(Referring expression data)
....
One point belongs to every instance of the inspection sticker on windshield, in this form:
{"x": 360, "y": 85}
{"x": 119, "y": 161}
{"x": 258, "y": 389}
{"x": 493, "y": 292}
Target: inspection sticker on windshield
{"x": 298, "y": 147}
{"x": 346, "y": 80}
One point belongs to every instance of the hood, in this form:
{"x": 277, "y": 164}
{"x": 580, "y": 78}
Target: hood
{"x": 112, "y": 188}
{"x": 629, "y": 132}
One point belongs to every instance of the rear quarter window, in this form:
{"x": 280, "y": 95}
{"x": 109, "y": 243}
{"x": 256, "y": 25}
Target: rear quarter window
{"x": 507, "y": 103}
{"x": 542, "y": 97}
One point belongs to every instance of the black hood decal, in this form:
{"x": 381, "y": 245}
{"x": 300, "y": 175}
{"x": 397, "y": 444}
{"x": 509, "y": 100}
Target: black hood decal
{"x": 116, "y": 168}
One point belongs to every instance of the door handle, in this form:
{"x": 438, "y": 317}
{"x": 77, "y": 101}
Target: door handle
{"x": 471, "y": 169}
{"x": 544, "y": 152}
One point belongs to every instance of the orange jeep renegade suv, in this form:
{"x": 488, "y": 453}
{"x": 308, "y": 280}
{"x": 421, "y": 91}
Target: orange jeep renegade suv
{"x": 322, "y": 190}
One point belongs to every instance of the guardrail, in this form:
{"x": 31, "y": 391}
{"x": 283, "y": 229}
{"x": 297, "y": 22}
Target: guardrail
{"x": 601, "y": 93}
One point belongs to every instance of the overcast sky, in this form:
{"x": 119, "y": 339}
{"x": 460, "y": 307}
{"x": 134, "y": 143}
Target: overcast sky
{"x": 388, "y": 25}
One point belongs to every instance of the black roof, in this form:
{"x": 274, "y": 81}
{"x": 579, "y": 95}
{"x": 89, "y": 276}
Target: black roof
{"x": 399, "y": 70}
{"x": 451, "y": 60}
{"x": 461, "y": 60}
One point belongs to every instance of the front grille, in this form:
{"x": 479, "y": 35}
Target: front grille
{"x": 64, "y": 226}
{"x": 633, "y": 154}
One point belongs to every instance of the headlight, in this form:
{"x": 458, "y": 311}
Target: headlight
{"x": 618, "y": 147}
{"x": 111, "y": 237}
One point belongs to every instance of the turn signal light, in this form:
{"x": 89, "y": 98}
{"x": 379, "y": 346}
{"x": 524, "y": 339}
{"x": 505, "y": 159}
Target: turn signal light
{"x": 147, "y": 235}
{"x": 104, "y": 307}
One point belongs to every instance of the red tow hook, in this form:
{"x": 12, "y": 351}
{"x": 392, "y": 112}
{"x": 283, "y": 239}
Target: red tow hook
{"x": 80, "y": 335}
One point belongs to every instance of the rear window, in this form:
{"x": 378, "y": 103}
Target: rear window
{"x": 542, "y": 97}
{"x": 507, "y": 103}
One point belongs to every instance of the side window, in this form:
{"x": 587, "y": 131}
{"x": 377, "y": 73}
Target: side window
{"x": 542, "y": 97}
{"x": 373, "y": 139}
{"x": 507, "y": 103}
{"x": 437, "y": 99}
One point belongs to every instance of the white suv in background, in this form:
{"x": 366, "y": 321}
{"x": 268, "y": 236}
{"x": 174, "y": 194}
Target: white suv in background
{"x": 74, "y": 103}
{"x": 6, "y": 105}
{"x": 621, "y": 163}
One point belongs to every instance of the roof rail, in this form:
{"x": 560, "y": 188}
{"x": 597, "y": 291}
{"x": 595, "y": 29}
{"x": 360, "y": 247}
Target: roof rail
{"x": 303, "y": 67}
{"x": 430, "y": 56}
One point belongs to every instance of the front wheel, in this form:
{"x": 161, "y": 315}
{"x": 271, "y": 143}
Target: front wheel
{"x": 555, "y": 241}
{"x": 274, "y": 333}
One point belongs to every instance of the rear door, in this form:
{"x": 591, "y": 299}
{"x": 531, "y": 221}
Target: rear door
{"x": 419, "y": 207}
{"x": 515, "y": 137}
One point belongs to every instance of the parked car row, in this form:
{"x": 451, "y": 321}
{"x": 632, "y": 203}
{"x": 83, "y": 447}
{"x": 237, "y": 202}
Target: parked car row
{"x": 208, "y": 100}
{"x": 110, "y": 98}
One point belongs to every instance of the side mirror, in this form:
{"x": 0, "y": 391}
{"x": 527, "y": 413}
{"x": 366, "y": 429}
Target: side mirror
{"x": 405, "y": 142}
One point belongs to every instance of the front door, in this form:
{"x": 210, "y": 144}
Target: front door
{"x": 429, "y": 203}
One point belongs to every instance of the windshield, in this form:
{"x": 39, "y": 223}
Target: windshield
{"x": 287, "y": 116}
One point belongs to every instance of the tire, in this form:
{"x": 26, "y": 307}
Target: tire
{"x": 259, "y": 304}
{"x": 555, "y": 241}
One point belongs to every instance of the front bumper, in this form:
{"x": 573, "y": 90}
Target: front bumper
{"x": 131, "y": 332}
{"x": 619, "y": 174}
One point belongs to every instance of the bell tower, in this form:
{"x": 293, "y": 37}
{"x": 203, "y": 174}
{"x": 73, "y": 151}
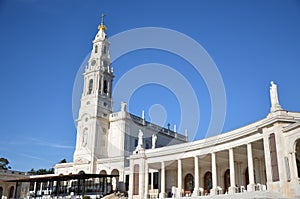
....
_EXERCISE DIRECTIONS:_ Reproduce the entries above word for word. Pictures stay out.

_RESPONSE:_
One point belongs to every instance of the inspection sticker on windshield, in this form:
{"x": 360, "y": 85}
{"x": 119, "y": 161}
{"x": 258, "y": 389}
{"x": 493, "y": 292}
Target: inspection sticker on windshield
{"x": 298, "y": 147}
{"x": 346, "y": 80}
One point belongs to every instance of the hood, in this form:
{"x": 277, "y": 164}
{"x": 580, "y": 78}
Target: hood
{"x": 112, "y": 188}
{"x": 629, "y": 132}
One point belongs to every instance of the rear quarter window, in this form:
{"x": 280, "y": 95}
{"x": 109, "y": 243}
{"x": 256, "y": 25}
Target: rear quarter window
{"x": 507, "y": 103}
{"x": 542, "y": 97}
One point belongs to every instance of the black hood decal, in this form:
{"x": 381, "y": 245}
{"x": 300, "y": 175}
{"x": 397, "y": 444}
{"x": 509, "y": 100}
Target: black hood decal
{"x": 116, "y": 168}
One point belongs to every instance of the door handle, in this form:
{"x": 438, "y": 317}
{"x": 77, "y": 101}
Target: door handle
{"x": 471, "y": 169}
{"x": 544, "y": 152}
One point belongs to every instance of the orange jeep renegade suv, in this form:
{"x": 488, "y": 453}
{"x": 308, "y": 280}
{"x": 421, "y": 91}
Target: orange jeep renegade suv
{"x": 322, "y": 190}
One point belongs to every instance of the guardrail, in this form:
{"x": 31, "y": 391}
{"x": 283, "y": 229}
{"x": 297, "y": 22}
Target: guardrail
{"x": 601, "y": 93}
One point belongs to every instance of the overcast sky, in this form:
{"x": 119, "y": 339}
{"x": 460, "y": 307}
{"x": 134, "y": 143}
Target: overcast sky
{"x": 388, "y": 25}
One point belongs to every instance of the black roof, in this form:
{"x": 274, "y": 81}
{"x": 579, "y": 95}
{"x": 89, "y": 276}
Target: black roof
{"x": 399, "y": 70}
{"x": 451, "y": 60}
{"x": 461, "y": 60}
One point belongs to every instance of the front grille, in this form:
{"x": 479, "y": 35}
Target: front grille
{"x": 64, "y": 226}
{"x": 633, "y": 154}
One point belongs to every instance of the headlight, in this form:
{"x": 458, "y": 311}
Target: headlight
{"x": 618, "y": 147}
{"x": 111, "y": 237}
One point belongs to every instance of the turn signal light, in this form:
{"x": 89, "y": 98}
{"x": 379, "y": 346}
{"x": 524, "y": 339}
{"x": 505, "y": 159}
Target: turn signal light
{"x": 147, "y": 235}
{"x": 104, "y": 307}
One point belongs to every instance of the red tow hook, in this form:
{"x": 12, "y": 351}
{"x": 392, "y": 112}
{"x": 283, "y": 239}
Target: red tow hook
{"x": 80, "y": 335}
One point belongs to every instance of the rear window, in this form:
{"x": 378, "y": 103}
Target: rear window
{"x": 542, "y": 97}
{"x": 507, "y": 103}
One point belongs to every instance of the side window, in this form:
{"x": 587, "y": 131}
{"x": 377, "y": 73}
Target: side window
{"x": 542, "y": 97}
{"x": 373, "y": 139}
{"x": 507, "y": 103}
{"x": 437, "y": 99}
One point belongs to every instance of the white suv in background, in this form:
{"x": 366, "y": 321}
{"x": 268, "y": 236}
{"x": 174, "y": 194}
Target: white suv in background
{"x": 74, "y": 103}
{"x": 6, "y": 105}
{"x": 621, "y": 163}
One point belongs to every instance of the roof rail, in this form:
{"x": 560, "y": 188}
{"x": 597, "y": 291}
{"x": 595, "y": 29}
{"x": 360, "y": 247}
Target: roof rail
{"x": 303, "y": 67}
{"x": 430, "y": 56}
One point belongs to every instance of the front wheel, in this form:
{"x": 161, "y": 315}
{"x": 271, "y": 143}
Target: front wheel
{"x": 555, "y": 241}
{"x": 274, "y": 333}
One point belongs to every instance of the rear door, in this form:
{"x": 591, "y": 299}
{"x": 531, "y": 221}
Target: rear door
{"x": 419, "y": 207}
{"x": 515, "y": 137}
One point belongs to every instance of the parked car row, in this form:
{"x": 451, "y": 321}
{"x": 632, "y": 203}
{"x": 83, "y": 447}
{"x": 237, "y": 202}
Target: parked car row
{"x": 208, "y": 100}
{"x": 110, "y": 98}
One point belongs to every instance of the side mirror, in this form:
{"x": 0, "y": 391}
{"x": 527, "y": 413}
{"x": 366, "y": 429}
Target: side mirror
{"x": 405, "y": 142}
One point belongs to every instance of the front door, in this form:
{"x": 210, "y": 144}
Target: front door
{"x": 429, "y": 203}
One point belongs to every instance of the windshield, in this form:
{"x": 39, "y": 223}
Target: windshield
{"x": 287, "y": 116}
One point belongs to every instance of the tire, in this form:
{"x": 26, "y": 307}
Target: tire
{"x": 259, "y": 304}
{"x": 555, "y": 241}
One point belongs to every instance of the front bumper, in this form:
{"x": 573, "y": 90}
Target: front bumper
{"x": 131, "y": 332}
{"x": 619, "y": 174}
One point belongs to every instance of the bell tower, in this form:
{"x": 293, "y": 37}
{"x": 203, "y": 174}
{"x": 73, "y": 151}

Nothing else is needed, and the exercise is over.